- Selected extract -
# # # # #

In the case of GNSS, one way to maximize reliability and precision is by using a correction service. Some use another set of satellite signals, such as L-Band services, while others use terrestrial signals, such as real-time kinematic (RTK). These services are particularly valuable for applications that require granular location data. Standard GNSS is accurate to only about 0.5 meter, while correction services can achieve centimeter-level precision.

One factor to keep in mind is that satellite-delivered correction service signals are susceptible to the same foliage and building attenuation as standard GNSS. (For a deep dive into all of the options, as well as what device OEMs need to consider when choosing a compatible antenna, see “Quick Fix: Understanding the Technologies and Business Opportunities in GNSS Correction Services.”)

Size, Spectrum, and Durability are Top Considerations

When device OEMs are choosing an antenna for smart cities applications, one common consideration is size. Smaller usually is better. For example, parking meters and utility meters are relatively small, which means limited space for the antenna and the rest of the IoT module. In other cases, a compact antenna is preferable because it’s more difficult to see, so criminals and vandals overlook that the device can be remotely monitored and controlled.

Durability also is a key requirement. If the antenna fails, so does the connection to the device and all of the applications using it. When comparing external antennas, pay close attention to the enclosure’s IP and IK specs. For example, an IP67-rated enclosure is verified to withstand up to 1 meter submersion for 30 minutes, while an IK08 rating means the antenna elements inside are protected against objects weighing up to 1.7 kg dropped from a height of 29.5 cm. (For more information, see “What Does an IP67 Rating Really Tell You about an Antenna’s Durability?” and “How IP and IK Ratings Measure Real-World Durability.”)

# # # # #

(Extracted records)
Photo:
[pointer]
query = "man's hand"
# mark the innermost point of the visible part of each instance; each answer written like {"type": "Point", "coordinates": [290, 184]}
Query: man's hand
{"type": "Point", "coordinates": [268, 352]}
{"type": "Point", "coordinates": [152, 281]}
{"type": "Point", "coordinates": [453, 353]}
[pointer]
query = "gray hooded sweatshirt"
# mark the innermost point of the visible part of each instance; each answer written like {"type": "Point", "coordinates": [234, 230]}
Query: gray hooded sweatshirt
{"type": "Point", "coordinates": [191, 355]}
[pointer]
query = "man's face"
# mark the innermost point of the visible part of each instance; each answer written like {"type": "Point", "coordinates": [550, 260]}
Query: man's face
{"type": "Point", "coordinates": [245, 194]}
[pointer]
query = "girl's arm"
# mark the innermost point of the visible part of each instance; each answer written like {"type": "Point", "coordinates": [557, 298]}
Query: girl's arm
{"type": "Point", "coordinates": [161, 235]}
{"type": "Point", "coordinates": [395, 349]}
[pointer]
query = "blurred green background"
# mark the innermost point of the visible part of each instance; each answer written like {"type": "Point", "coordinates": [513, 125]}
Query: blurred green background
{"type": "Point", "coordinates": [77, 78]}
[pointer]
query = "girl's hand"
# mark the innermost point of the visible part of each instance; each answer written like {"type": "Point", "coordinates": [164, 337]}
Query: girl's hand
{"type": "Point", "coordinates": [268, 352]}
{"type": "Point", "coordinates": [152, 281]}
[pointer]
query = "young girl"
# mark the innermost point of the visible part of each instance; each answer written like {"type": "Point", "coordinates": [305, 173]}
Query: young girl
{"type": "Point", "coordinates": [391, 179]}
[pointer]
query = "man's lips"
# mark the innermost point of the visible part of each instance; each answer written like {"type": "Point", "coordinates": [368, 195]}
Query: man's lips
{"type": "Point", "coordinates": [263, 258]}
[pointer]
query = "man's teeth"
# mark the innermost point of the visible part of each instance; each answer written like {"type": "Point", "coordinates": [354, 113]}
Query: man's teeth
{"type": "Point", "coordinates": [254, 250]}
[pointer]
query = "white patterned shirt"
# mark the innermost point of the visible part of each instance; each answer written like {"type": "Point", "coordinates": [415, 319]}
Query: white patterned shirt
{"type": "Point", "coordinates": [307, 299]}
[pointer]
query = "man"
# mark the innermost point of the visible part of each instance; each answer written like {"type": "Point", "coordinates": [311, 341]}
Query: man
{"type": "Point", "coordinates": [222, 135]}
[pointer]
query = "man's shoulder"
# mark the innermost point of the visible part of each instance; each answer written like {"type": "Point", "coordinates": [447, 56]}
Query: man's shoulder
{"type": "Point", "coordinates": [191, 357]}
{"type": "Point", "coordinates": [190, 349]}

# # # # #

- Tasks to perform -
- a) According to the antenna excerpt, how accurate is standard GNSS?
- b) Output the passage from the antenna excerpt starting with "When device OEMs" and going on through "monitored and controlled.".
- c) Turn the paragraph of the antenna excerpt that begins "Durability also is a key requirement" into a short bulleted list that keeps its main facts.

- Expected outputs -
- a) Standard GNSS is accurate to only about 0.5 meter.

- b)
When device OEMs are choosing an antenna for smart cities applications, one common consideration is size. Smaller usually is better. For example, parking meters and utility meters are relatively small, which means limited space for the antenna and the rest of the IoT module. In other cases, a compact antenna is preferable because it’s more difficult to see, so criminals and vandals overlook that the device can be remotely monitored and controlled.

- c)
- Durability is a key requirement. If the antenna fails, so does the connection to the device and every application using it.
- When comparing external antennas, check the enclosure's IP and IK specs.
- An IP67-rated enclosure is verified to withstand submersion of up to 1 meter for 30 minutes.
- An IK08 rating means the antenna elements inside are protected against objects weighing up to 1.7 kg dropped from a height of 29.5 cm.
- For more information, see "What Does an IP67 Rating Really Tell You about an Antenna's Durability?" and "How IP and IK Ratings Measure Real-World Durability."